TASK INPUTS:
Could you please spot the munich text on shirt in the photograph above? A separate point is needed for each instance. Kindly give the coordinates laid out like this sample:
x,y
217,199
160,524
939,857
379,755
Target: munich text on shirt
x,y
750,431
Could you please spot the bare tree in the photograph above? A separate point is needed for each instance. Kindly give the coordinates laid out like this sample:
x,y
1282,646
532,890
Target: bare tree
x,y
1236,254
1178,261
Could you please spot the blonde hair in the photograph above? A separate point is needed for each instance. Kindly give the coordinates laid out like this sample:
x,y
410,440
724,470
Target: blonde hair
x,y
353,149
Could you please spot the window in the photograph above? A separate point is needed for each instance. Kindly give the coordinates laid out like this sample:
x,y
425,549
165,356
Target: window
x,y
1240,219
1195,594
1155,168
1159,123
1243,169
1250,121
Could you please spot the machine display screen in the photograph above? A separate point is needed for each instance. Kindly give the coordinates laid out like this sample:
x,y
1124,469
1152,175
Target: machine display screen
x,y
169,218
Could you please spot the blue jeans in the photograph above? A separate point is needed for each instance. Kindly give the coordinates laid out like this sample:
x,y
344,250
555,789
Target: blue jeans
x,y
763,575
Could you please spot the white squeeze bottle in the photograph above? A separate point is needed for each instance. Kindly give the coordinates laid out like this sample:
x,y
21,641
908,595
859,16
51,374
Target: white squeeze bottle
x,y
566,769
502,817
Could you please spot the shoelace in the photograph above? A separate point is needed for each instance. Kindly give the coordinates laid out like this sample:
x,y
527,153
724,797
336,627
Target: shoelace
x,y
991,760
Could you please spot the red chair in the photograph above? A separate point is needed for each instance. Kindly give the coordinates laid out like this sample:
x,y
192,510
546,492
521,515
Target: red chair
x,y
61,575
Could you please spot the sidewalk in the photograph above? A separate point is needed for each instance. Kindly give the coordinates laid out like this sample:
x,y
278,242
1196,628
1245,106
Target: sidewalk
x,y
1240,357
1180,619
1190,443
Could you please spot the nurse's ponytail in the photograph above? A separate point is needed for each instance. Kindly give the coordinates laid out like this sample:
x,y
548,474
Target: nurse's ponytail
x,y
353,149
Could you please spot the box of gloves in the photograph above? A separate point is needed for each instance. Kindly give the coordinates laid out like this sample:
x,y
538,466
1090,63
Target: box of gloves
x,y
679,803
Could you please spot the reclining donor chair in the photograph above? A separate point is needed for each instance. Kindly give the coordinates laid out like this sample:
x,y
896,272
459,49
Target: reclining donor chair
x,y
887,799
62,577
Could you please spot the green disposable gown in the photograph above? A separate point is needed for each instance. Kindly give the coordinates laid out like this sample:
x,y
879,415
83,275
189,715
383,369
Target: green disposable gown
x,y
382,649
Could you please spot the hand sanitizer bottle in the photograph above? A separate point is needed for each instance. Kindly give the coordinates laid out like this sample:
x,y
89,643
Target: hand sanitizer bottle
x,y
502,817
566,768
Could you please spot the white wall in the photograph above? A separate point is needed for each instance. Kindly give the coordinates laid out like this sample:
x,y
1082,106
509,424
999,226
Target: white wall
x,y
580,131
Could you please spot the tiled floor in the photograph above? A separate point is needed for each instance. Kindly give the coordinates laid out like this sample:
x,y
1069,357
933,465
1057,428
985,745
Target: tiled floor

THE PROBLEM:
Write out the material again, exactly as shown above.

RESULT FOR THIS TASK:
Could you please spot the munich text on shirt in the photograph above? A separate point is needed for each instance. Kindly give the coordinates laid out like this sample:
x,y
217,199
160,524
939,857
379,755
Target: munich text on shirt
x,y
750,431
Could you please spot the bare tree in the photograph above? A separate point is needed for each instance. Kindly give the coordinates laid out like this sample:
x,y
1282,646
532,890
Target: bare tree
x,y
1236,254
1178,261
Could you please spot the blonde hair in the photograph above? A separate point is needed for each instance. Kindly give the coordinates laid out like this sample:
x,y
410,440
724,470
Target: blonde hair
x,y
353,149
Could you please spot the window in the photograph above? A separate point is needed for each instance. Kindly give the coordinates laid out like this sample:
x,y
425,549
165,356
Target: window
x,y
1240,219
1195,594
1155,168
1159,123
1243,169
1250,121
Could you please spot the machine display screen in the photograph above? A separate point is needed for each instance. Kindly give the coordinates laid out like this sample:
x,y
1124,469
1152,175
Target: machine display screen
x,y
169,218
Could you please spot the blue jeans in the photograph above? A separate point is needed for each instance. Kindly give the coordinates laid out like this sample:
x,y
344,250
555,789
Target: blue jeans
x,y
763,575
Could you please spot the white squeeze bottle in the photograph above? A separate point is needed for each instance. Kindly give the coordinates laid out like this sample:
x,y
21,641
908,595
859,16
51,374
Target: white squeeze bottle
x,y
566,769
502,817
Could you please spot the shoelace in the photograph above? A separate point is needed for each instance. Kindly give the coordinates laid out like this sample:
x,y
527,153
724,797
336,627
Target: shoelace
x,y
991,760
Could you please spot the red chair in the photograph above? A separate point is needed for each instance. Kindly give the coordinates laid out like this sample:
x,y
192,510
546,492
521,515
Target: red chair
x,y
61,575
Could you please spot the sidewalk in the photograph above? A separate point is needed for each instance. Kindly give the coordinates laid out like this sample:
x,y
278,242
1196,628
1245,106
Target: sidewalk
x,y
1240,357
1180,619
1190,443
Could you please spot the nurse's ponytail in the photograph above? A separate point is needed for each instance. Kindly give the coordinates laid out like this sample:
x,y
548,474
Target: nurse's ponytail
x,y
353,149
Could you please spot the box of gloves in the photograph above? A separate point is needed for each instance. Kindly give the coordinates laid out like this sample:
x,y
538,466
1090,63
Target: box of gloves
x,y
679,803
Could you please spot the reclining donor chair in the photograph above? A separate point is needed for each instance. Kindly give the coordinates laid out like this sample:
x,y
896,272
459,49
Target: reclining donor chair
x,y
887,799
62,577
Could you please spot the green disposable gown in the photograph above? A separate point is needed for each instance. Kindly give the coordinates laid out like this sample:
x,y
879,415
83,275
189,715
383,369
Target: green disposable gown
x,y
382,649
Could you please spot the hand sanitizer bottle in the photograph above? A separate point is needed for each instance. Kindly give the coordinates laid out like this sample:
x,y
89,643
Target: hand sanitizer bottle
x,y
502,817
566,768
Could you please spot the white wall in the photograph above? A separate point is needed for each instance. Kindly give the coordinates laid out like this sample:
x,y
1082,106
509,424
999,226
Target: white wall
x,y
580,131
Could you please spot the tiled floor in the photograph above? A separate point is needed for each instance. Kindly give the coordinates laid out like this sample:
x,y
1069,357
933,465
1057,428
985,745
Target: tiled floor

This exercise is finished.